**Instructions:**
[1] In the Westport quarterly update, how many engines did Beijing Public Transport Holdings Ltd order from CWI in late January?
[2] Reproduce word for word the passage of the Westport quarterly update from "Guan Saw, who" up to and including "effective April 1.".

For the quarter, cash used in operations before changes in non-cash working capital improved to $2.1 million, down from $7.6 million this quarter last year. Cummins Westport Inc. (CWI), contributed approximately $1.3 million this quarter and ended 2004, its first fiscal year under the new joint venture agreement, with a $0.1 million profit on shipments of 1295 units, up approximately 16% from the prior calendar year. Excluding CWI, Westport's cash used in operations before working capital was $3.4 million for the quarter. For the nine months ended December 31, 2004, consolidated cash used in operations before working capital, was $10.5 million. At the current rate of change in this measure, the company should end the year significantly better than its annual goal of $17.5 million. As at December 31, 2004, Westport's cash, short-term investments and accounts receivable, net of accounts payable, totaled $22.8 million.
"We are pleased with our steady and sustained success in developing our business and managing our path to profitability while continuing to advance our technology programs," said David Demers, Westport's Chief Executive Officer. "Moreover, Westport and CWI are continuing to make significant inroads into new market opportunities, particularly in Asia."
Business Programs Update
Cummins Westport Inc.
In the quarter, CWI announced that Renault Trucks of France, part of the Volvo group, Europe's largest and the world's second largest truck manufacturer, launched its two newest vehicles powered by CWI natural gas engines. Targeted for refuse collection, street cleaning, and urban delivery, the vehicles will be offered by Renault through their extensive European distribution network.
In late January, shortly after the close of the quarter, CWI received its single largest order, for 450 engines, from CWI's leading Asian customer, Beijing Public Transport Holdings Ltd (BPT). Canadian Prime Minister Paul Martin took part in the announcement of the order in Beijing. With delivery of these engines BPT will be operating over 2600 natural gas buses powered by CWI engines.
Hugh Foden, CWI's President, commented, "I am proud of CWI's accomplishments this year and I am confident that I will be leaving CWI well positioned for global growth. Our financial results this year demonstrate the great potential of our uniquely scalable business venture."
Guan Saw, who is currently General Manager for Cummins East Asia International Distributor Business in Beijing, has been appointed the new CWI President effective April 1.
Westport Program Highlights
In the quarter, Westport announced two very significant funding awards to advance its High Pressure Direct Injection (HPDI) program for heavy-duty truck engines: a US $1.5 million subcontract with the U.S. Department of Energy's National Renewable Energy Laboratory in October, and a US $1.95 million grant from California's South Coast Air Quality Management District (AQMD) in December. In announcing the award, the AQMD cited Westport's HPDI technology as an important component in the district's efforts to achieve US air quality standards.

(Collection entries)

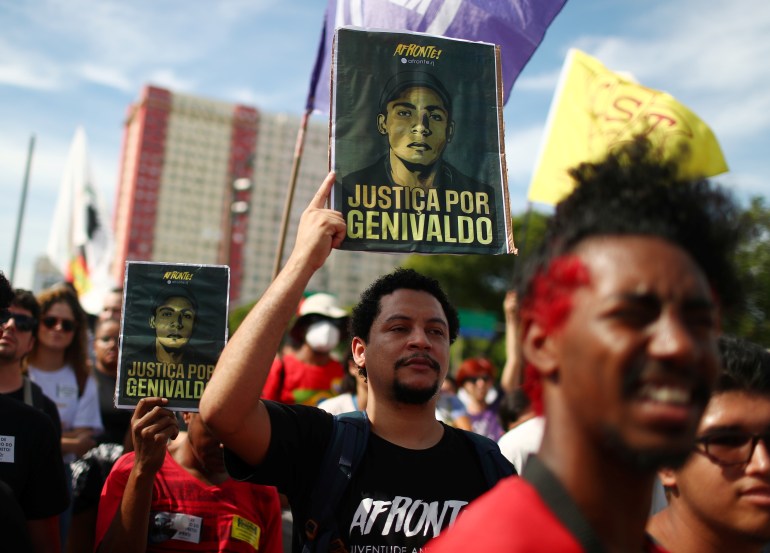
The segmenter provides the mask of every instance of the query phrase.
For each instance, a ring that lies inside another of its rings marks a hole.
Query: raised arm
[[[310,277],[345,237],[342,215],[325,208],[333,183],[329,173],[300,218],[286,265],[233,334],[201,398],[203,421],[250,464],[262,461],[270,444],[270,419],[259,398],[275,352]]]
[[[500,387],[507,394],[521,386],[521,367],[516,350],[516,292],[509,290],[503,300],[505,316],[505,365],[500,375]]]
[[[134,442],[134,465],[125,486],[108,479],[103,492],[103,505],[99,517],[109,516],[106,511],[113,505],[116,489],[122,487],[122,496],[112,522],[99,540],[99,553],[138,553],[147,550],[147,534],[150,525],[150,507],[155,475],[166,458],[166,444],[179,433],[174,413],[163,406],[168,400],[143,398],[139,400],[131,418]],[[114,508],[114,507],[112,507]]]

**Answers to the problems:**
[1] 450 engines.

[2]
Guan Saw, who is currently General Manager for Cummins East Asia International Distributor Business in Beijing, has been appointed the new CWI President effective April 1.